**Selected extract:**

-------------------------

Returns a single AsyncValue that is success when all inputs are success. It works on both lists and objects.

The state of the resulting value is determined as followed:

• If all inputs are in success state, then the result is in success state. This include empty arrays/objects.
• If any input is in error state, then the result is in error state.
• Otherwise, the result is in pending state.

This function combines errors in a similar way as values. E.g. all([error("x"), pending()]) -> error(["x", null])

Examples

all([]) === success([])
all([success(1), success(2)]) === success([1,2])
all([success(1), pending()]) === pending()
all([success(1), error('x')]) === error([null, 'x'])
all([pending(), error('x')]) === error([null, 'x'])
all([error('x'), error('y')]) === error(['x', 'y'])

all({}) === success({})
all({ a: success(1), b: success(2)}) === success({a: 1, b: 2})
all({ a: success(1), b: pending()}) === pending()
all({ a: success(1), b: error('x')}) === error({a: null, b: 'x'})
all({ a: pending(), b: error('x')}) === error({a: null, b: 'x'})
all({ a: error('x'), b: error('y')}) === error({a: 'x', b: 'y'})

some([values])/some({ values })

some([AsyncValue<T1>, AsyncValue<T2>, ...]): AsyncValue<[T1?, T2?, ...]>
some({ a: AsyncValue<T1>, b: AsyncValue<T2>, ... }) : AsyncValue<{ a: T1?, b: T2?, ... }>

Returns a single AsyncValue that is success when any of the inputs is success. It works on both lists and objects.

The state of the resulting value is determined as followed:

• If any inputs is in success state, then the result is in success state.
• If all inputs are in error state, then the result is in error state. This includes empty arrays/objects.
• Otherwise, the result is in pending state.

Examples

some([]) === pending()
some([success(1), success(2)]) === success([1,2])

-------------------------

**Material:**
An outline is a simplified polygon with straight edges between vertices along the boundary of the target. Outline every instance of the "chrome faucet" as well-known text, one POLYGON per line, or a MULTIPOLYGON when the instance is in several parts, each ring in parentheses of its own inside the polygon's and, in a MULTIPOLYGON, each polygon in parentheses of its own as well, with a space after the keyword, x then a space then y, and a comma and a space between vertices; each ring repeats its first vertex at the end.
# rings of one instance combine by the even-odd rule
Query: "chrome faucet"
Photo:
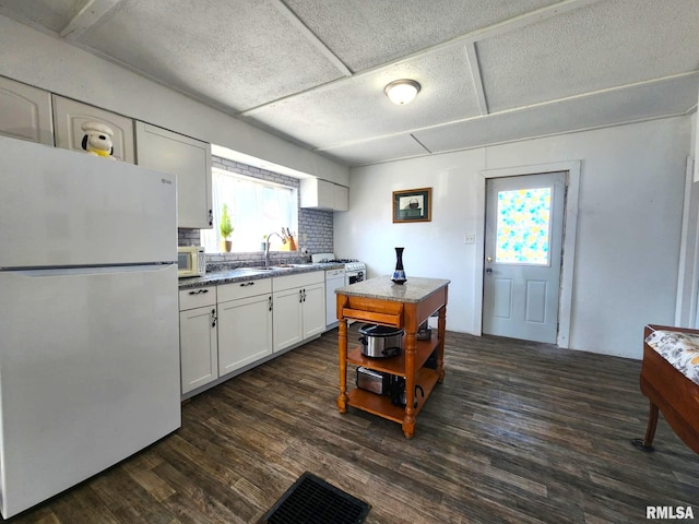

-------------------------

**Exercises to complete:**
1. In the AsyncValue documentation, translate this sentence into Spanish: "Returns a single AsyncValue that is success when all inputs are success."
2. According to the AsyncValue documentation, what state does the result of all() take if any input is in error state?
3. Pick up the AsyncValue documentation after its last line and write what comes next.

**Expected answers:**
1. Devuelve un único AsyncValue que está en éxito cuando todas las entradas están en éxito.

2. The result is in error state.

3.
some([success(1), pending()]) === success([1, null])
some([success(1), error('x')]) === success([1, null])
some([pending(), error('x')]) === pending()
some([error('x'), error('y')]) === error('x', 'y')

some({}) === pending()
some({ a: success(1), b: success(2)}) === success({a: 1, b: 2})
some({ a: success(1), b: pending()}) === success({a: 1, b: null})
some({ a: success(1), b: error('x')}) === success({a: 1, b: null})
some({ a: pending(), b: error('x')}) === pending()
some({ a: error('x'), b: error('y')}) === error({a: 'x', b: 'y'})

value.flatMap()

AsyncValue<T>.flatmap<R>(mapper: (value: T) => AsyncValue<R>): AsyncValue<R>

value.map flatmaps a success value using the given mapping function. Pending and error values are returned unchanged. This is useful to combine multiple async values, or to chain them.

Examples

const mapToPending = val => pending();

success("hello world").map(mapToPending) === pending()
pending().map(mapToPending) === pending()
error(err).map(mapToPending) === error(err)

const fail = val => { throw new Error("oops"); }

success("hello world").map(fail) === error(new Error("oops"))
pending().map(stringlength) === pending()
error(err).map(stringlength) === error(err)

Chaining:

function getUser() : AsyncValue<User> { /* ... */ }
function getMessages(userId: number) : AsyncValue<Messages> { /* ... */ }

const asyncMessages = getUser()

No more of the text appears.